▶ OBJECTIF INDIQUÉ A
Relevez, avec leur nombre, les catégories de personnes vulnérables que l'article sur l'Aquarius mentionne parmi les 629 migrants.
▶ OBJECTIF INDIQUÉ B
Rédigez la suite de l'article sur l'Aquarius à partir de l'endroit où il s'arrête.

Le sort de 629 migrants suspendu à un bras de fer entre l'Italie et Malte

Lundi 11 Juin 2018

Le sort de 629 migrants secourus au large de la Libye restait lundi l'enjeu d'un bras de fer entre Malte et l'Italie, deux pays européens qui refusaient toujours en milieu de journée d'ouvrir leurs ports au navire les transportant malgré les appels en ce sens de l'ONU et de Bruxelles.

Depuis dimanche, la situation n'a pas évolué au large de Malte, où se trouve l'Aquarius en stand by à quelque 30 milles de la petite île méditerranéenne. Ce navire affrété par l'ONG française SOS Méditerranée attend toujours de savoir où il pourra débarquer, faute d'accord des gouvernements maltais et italien, qui ont décidé tous deux de fermer leurs ports.

"Nous n'avons pas bougé depuis la nuit dernière, les gens commencent à se demander pourquoi nous sommes arrêtés", a indiqué lundi matin sur Twitter la journaliste Annelise Borges, qui se trouve à bord. Elle a pu se rendre plus tard dans la matinée auprès des centaines de femmes secourues: "il règne une chaleur torride là où elles se trouvent, mais au moins elles sont à l'ombre", a-t-elle témoigné sur Twitter.

La Commission européenne a appelé à un "règlement rapide" de ce bras de fer en Méditerranée, tout comme un porte-parole du gouvernement allemand, qui en a appelé au devoir "humanitaire" et au sens de la responsabilité de toutes les parties.

Le Haut-commissariat des Nations unies aux réfugiés (UNHCR) s'est montré plus direct en enjoignant Malte et l'Italie à autoriser "immédiatement" le débarquement de ces 629 migrants, dont sept femmes enceintes, 11 enfants en bas âge et 123 mineurs isolés.

Mais rien n'indiquait lundi en milieu de journée que l'Italie se décide à les accueillir.

Le ministre de l'Intérieur et patron de la Ligue (extrême droite) Matteo Salvini a confirmé lundi sur Twitter qu'il n'entendait pas plier: "sauver des vies est un devoir, transformer l'Italie en un énorme camp de réfugiés, non. L’Italie en a fini de courber l'échine et d'obéir, cette fois IL Y A QUELQU'UN QUI DIT NON", suivi de l'hashtag #fermonslesports.

▶ ENTRÉES EXTRAITES
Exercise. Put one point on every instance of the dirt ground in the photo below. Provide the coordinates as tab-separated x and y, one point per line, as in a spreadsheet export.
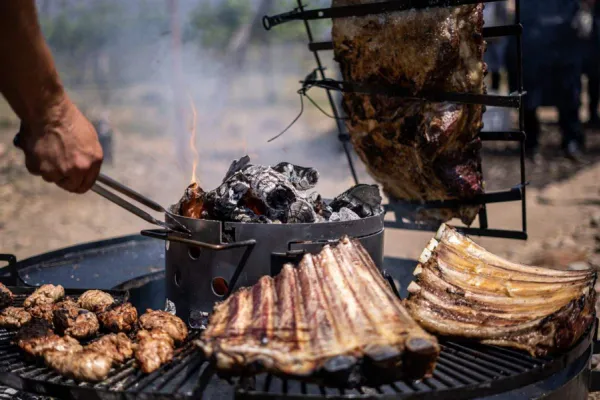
36	217
563	198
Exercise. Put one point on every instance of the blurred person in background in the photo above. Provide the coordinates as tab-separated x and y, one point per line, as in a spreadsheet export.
59	143
554	34
495	14
591	67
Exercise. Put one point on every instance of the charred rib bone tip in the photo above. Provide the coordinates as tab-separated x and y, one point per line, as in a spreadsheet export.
440	232
383	354
340	363
424	257
413	287
418	270
421	346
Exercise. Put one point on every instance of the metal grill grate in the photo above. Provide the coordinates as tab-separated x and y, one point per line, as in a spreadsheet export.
464	370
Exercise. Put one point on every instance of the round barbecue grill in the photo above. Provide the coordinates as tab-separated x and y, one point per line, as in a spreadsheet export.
464	371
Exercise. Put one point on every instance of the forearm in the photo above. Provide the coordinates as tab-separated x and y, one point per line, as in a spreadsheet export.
28	77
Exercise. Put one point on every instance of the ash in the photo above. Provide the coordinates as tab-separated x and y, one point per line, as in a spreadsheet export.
279	194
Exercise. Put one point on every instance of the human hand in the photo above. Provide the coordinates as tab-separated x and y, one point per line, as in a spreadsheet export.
62	148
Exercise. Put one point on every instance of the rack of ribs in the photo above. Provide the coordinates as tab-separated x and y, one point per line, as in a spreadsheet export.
462	290
333	319
417	150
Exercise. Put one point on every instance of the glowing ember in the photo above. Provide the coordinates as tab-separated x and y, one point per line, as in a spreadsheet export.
193	140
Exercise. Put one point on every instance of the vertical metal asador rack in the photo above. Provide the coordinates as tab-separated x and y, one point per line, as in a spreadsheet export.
514	100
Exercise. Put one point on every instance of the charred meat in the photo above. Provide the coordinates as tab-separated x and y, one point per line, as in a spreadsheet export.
73	321
42	311
37	337
332	316
117	346
82	365
45	294
154	348
167	322
461	290
95	300
118	318
14	317
417	150
6	296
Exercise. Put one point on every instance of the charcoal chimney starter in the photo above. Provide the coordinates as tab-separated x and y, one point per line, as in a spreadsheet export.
197	277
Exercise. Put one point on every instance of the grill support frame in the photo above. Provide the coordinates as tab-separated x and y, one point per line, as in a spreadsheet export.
512	101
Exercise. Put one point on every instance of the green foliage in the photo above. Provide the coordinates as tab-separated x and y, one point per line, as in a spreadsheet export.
96	25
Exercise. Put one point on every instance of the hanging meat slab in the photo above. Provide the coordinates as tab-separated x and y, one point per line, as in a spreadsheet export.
417	150
462	290
333	319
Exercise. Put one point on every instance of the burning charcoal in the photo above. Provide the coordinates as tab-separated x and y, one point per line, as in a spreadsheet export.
191	204
237	165
320	207
362	199
261	190
301	177
345	214
221	202
301	212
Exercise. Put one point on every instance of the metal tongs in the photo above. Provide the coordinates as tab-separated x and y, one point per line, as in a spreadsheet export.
172	225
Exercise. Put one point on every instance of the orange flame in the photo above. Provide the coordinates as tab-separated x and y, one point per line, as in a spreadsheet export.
193	139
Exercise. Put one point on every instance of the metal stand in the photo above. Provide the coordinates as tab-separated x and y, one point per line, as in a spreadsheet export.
400	207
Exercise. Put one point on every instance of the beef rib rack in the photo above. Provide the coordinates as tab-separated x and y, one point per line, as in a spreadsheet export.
333	320
462	290
417	150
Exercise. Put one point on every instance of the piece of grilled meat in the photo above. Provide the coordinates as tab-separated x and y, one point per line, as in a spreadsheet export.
83	365
42	311
14	317
119	318
73	321
418	150
95	300
154	348
462	290
117	346
167	322
6	296
37	337
45	294
333	318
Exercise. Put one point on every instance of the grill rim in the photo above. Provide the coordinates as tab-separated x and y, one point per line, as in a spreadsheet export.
543	368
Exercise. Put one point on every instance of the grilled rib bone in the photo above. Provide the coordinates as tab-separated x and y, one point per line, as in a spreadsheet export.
463	290
318	321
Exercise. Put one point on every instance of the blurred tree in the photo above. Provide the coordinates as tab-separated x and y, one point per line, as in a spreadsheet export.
214	25
90	38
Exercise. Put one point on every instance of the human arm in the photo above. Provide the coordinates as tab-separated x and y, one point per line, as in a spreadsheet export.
59	143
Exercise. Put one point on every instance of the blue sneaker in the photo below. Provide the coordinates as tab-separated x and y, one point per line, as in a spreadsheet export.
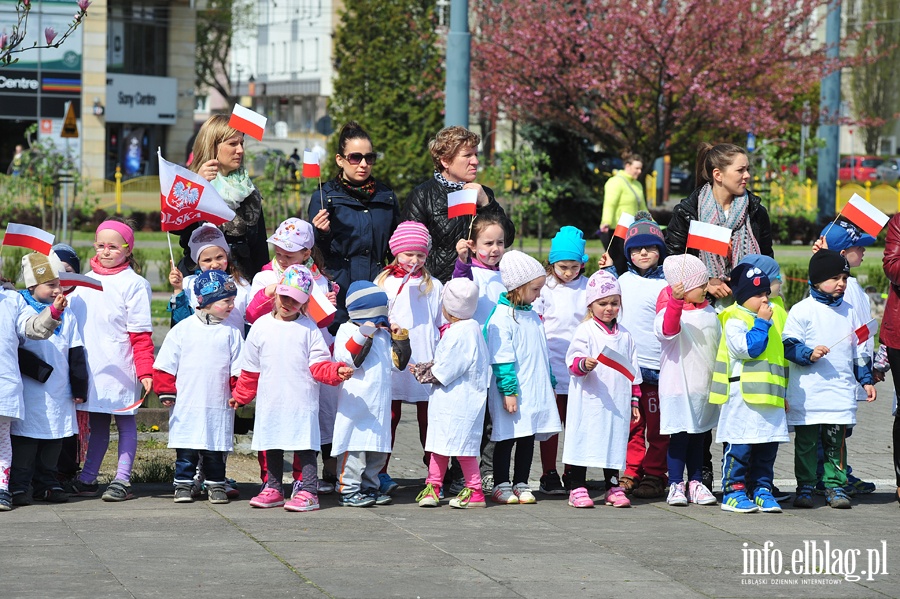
737	501
766	501
388	484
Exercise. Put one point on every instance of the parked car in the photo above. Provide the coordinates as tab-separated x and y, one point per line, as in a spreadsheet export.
859	168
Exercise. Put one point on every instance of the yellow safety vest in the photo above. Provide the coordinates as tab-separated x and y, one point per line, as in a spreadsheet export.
764	378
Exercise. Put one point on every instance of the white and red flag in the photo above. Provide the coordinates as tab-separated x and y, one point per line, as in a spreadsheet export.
610	357
865	216
26	236
461	203
186	197
709	238
248	122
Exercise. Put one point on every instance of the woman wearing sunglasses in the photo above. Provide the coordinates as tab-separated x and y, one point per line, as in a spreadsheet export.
354	216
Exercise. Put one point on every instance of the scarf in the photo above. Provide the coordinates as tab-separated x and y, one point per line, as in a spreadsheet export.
40	307
234	188
743	243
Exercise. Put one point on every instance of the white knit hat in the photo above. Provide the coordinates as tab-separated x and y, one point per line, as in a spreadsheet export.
460	298
518	268
687	269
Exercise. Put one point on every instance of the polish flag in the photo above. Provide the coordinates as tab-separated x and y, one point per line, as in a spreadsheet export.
247	121
461	203
625	221
865	216
610	357
709	238
186	197
319	306
26	236
311	168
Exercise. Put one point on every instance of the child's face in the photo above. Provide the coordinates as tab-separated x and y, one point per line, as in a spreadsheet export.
490	245
567	270
606	309
213	258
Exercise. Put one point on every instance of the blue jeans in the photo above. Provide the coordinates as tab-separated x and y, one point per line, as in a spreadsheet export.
742	462
186	461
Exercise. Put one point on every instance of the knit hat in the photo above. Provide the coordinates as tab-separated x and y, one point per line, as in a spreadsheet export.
568	244
205	236
293	235
747	281
826	264
601	284
38	268
366	301
212	286
66	253
460	298
410	236
518	268
687	269
296	282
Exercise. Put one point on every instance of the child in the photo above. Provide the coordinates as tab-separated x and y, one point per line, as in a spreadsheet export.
562	307
818	338
49	403
116	327
195	365
750	381
415	305
362	433
460	377
645	250
520	396
603	400
282	359
689	333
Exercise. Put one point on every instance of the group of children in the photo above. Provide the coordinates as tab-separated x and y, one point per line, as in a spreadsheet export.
639	368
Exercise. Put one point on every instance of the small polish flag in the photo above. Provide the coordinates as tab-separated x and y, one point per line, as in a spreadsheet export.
26	236
610	357
319	306
864	215
625	221
461	203
247	121
311	168
866	332
709	238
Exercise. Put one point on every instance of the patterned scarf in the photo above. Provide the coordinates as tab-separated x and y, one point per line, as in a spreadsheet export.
743	243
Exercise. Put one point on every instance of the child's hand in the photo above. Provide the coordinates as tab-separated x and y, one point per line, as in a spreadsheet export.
818	352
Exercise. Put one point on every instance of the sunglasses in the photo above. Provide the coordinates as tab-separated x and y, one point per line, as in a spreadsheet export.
355	158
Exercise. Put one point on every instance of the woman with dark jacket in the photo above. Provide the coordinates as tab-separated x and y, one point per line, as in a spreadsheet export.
723	172
354	216
454	151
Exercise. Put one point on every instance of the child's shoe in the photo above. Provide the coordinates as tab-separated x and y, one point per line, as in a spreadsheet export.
523	493
676	495
468	498
616	497
304	501
700	494
429	496
766	501
268	497
737	501
580	498
503	493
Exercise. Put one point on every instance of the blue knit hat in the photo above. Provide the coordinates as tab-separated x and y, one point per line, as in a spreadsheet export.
568	244
366	301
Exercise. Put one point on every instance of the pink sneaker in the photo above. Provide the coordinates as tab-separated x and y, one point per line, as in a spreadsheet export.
616	498
579	498
304	501
268	497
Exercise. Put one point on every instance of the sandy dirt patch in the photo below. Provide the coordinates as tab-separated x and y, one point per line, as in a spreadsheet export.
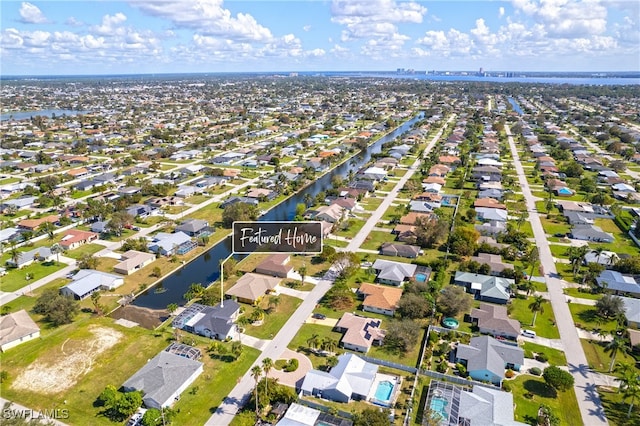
73	360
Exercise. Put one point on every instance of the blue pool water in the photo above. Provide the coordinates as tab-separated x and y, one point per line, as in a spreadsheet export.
439	405
421	278
384	390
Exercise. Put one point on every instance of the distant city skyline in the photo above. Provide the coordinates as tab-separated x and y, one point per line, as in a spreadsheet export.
178	36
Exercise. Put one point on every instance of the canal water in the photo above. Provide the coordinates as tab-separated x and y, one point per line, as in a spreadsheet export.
205	269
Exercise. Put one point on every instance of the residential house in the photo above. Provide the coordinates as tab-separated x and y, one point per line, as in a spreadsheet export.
494	320
617	283
214	322
17	328
493	260
74	238
194	227
133	261
34	224
632	311
479	405
251	287
87	281
400	250
276	265
591	233
380	299
485	287
487	358
393	273
163	379
351	379
25	258
170	244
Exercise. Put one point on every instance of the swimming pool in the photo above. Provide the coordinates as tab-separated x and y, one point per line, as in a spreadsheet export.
439	406
384	391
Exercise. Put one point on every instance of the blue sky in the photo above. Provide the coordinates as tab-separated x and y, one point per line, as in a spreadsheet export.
161	36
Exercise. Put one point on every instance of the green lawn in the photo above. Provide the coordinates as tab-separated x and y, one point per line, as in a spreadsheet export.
587	317
115	365
17	278
275	319
200	400
598	359
579	293
545	321
616	409
554	356
375	239
563	404
87	249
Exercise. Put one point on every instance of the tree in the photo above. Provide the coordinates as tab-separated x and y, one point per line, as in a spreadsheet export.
239	212
453	300
463	241
557	378
402	335
609	306
274	301
413	306
629	384
617	343
371	417
267	365
56	308
535	307
256	372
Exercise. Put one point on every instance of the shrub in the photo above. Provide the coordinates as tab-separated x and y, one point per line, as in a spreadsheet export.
292	365
542	357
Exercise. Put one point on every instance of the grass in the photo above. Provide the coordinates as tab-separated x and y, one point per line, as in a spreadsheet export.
112	367
275	318
563	404
545	321
587	317
554	356
216	382
84	250
598	359
616	409
579	293
17	278
376	238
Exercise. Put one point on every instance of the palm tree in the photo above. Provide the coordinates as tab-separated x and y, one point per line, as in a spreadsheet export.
256	372
313	341
629	384
535	307
267	365
614	346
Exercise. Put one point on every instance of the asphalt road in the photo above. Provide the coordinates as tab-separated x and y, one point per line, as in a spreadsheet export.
585	384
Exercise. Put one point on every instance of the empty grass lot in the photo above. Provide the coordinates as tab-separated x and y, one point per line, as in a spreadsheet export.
563	404
545	321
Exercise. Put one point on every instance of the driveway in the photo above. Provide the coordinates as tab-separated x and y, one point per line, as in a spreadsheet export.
588	399
294	378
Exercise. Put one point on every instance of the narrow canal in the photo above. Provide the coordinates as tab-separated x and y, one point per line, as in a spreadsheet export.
205	269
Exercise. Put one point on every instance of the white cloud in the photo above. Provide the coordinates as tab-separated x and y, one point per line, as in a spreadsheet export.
567	18
207	17
31	14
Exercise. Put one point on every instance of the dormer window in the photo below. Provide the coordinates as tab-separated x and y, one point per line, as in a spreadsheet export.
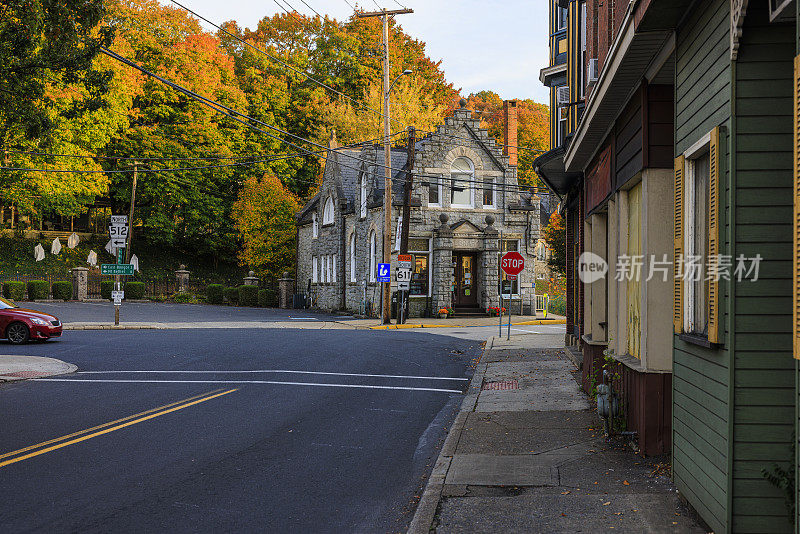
461	178
327	213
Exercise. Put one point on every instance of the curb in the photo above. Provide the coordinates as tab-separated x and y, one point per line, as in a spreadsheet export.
67	326
429	502
406	326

▶ RÉSULTAT A
- Sept femmes enceintes
- 11 enfants en bas âge
- 123 mineurs isolés

▶ RÉSULTAT B
Le ministre réagissait à l'arrivée dans la matinée, au large de la Libye, d'un autre navire affrété par une ONG allemande, Sea Watch. "Association allemande, navire néerlandais, Malte qui ne bouge pas, la France qui rejette et l'Europe qui s'en fiche, assez", a ajouté le ministre, toujours sur Twitter.

C'est la première fois depuis l'arrivée au pouvoir de la coalition entre la Ligue et le Mouvement Cinq étoiles (M5S, antisystème) que l'Italie bloque ainsi ses ports. Matteo Salvini avait fait campagne avant les législatives sur le thème de la fermeture des frontières aux migrants, et prévenu à maintes reprises qu'une fois au pouvoir, il ferait tout pour empêcher ces débarquements, particulièrement lorsqu'ils sont le fait des ONG qui patrouillent régulièrement au large de la Libye pour sauver ces migrants.

Mais comme cela a été le cas encore ce weekend, l'Aquarius a aussi récupéré des migrants sauvés par d'autres navires présents sur zone, y compris des vedettes des garde-côtes italiens.

- 'Ministre sans coeur' -

Malte avait confirmé dès dimanche soir son refus après un communiqué italien lui enjoignant d'accueillir l'Aquarius.

Le Premier ministre maltais Joseph Muscat s'en est entretenu au téléphone avec le chef du gouvernement italien Giuseppe Conte. "Malte agit en pleine conformité avec ses obligations internationales", mais "ne recevra pas le navire en question dans ses ports", avait alors annoncé le gouvernement maltais.

Le ministre italien de l'Intérieur et son homologue des Transports Danilo Toninelli, dont dépendent les garde-côtes italiens, avaient jugé dans un communiqué commun que Malte ne pouvait "pas continuer à regarder ailleurs lorsqu'il s'agit de respecter des conventions internationales précises sur la protection de la vie humaine".

Plusieurs ports italiens, dont Naples ou Palerme (Sicile), ont fait savoir dès dimanche qu'ils étaient d'accord pour accueillir l'Aquarius.

"Si un ministre sans coeur laisse mourir en mer des femmes enceintes, des enfants, des personnes âgées, des êtres humains, le port de Naples est prêt à les accueillir", a affirmé sur Twitter le maire de cette grande ville du sud de la péninsule, Luigi de Magistris.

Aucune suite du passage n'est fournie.